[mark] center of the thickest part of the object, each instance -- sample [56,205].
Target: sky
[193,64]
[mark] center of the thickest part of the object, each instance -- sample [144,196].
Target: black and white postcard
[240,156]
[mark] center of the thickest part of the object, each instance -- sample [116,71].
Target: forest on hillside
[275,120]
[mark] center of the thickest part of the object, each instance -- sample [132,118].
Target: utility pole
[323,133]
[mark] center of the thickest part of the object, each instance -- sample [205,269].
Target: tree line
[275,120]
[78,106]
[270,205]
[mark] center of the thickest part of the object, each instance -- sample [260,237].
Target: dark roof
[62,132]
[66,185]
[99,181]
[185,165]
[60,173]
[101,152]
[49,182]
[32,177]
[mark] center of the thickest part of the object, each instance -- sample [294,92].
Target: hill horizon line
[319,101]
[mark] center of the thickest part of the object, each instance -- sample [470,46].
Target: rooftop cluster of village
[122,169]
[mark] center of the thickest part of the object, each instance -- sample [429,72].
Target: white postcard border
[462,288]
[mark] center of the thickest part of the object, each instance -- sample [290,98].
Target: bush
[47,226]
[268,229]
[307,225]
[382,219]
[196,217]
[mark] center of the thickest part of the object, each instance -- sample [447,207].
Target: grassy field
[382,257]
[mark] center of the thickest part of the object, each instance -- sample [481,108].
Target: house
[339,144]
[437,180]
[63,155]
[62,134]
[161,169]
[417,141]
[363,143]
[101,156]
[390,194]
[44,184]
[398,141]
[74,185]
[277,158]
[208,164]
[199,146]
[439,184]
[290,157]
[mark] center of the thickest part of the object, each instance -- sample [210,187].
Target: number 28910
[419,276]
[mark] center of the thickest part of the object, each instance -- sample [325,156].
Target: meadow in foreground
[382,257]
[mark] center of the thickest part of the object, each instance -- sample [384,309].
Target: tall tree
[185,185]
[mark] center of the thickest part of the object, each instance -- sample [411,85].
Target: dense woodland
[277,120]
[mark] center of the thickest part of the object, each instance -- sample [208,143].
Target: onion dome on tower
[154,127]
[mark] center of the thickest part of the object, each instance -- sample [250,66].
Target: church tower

## EXERCISE GOAL
Copy out verbatim the lines of the records that begin at the line containing "-- sample [325,156]." and end with the last line of the records, including both of those lines.

## TASK OUTPUT
[mark] center of the thickest part of the object, each instance -- sample [325,156].
Target: meadow in foreground
[382,257]
[mark] center of the thickest part of the object, each instance -- sample [384,309].
Target: tall tree
[185,185]
[mark] center of the thickest part of the object, each instance -- sample [411,85].
Target: dense woodland
[277,120]
[mark] center of the thickest part of the object, each instance -- sample [208,143].
Target: onion dome on tower
[154,127]
[mark] center of the thickest part of the object, each instance -- sample [250,66].
Target: church tower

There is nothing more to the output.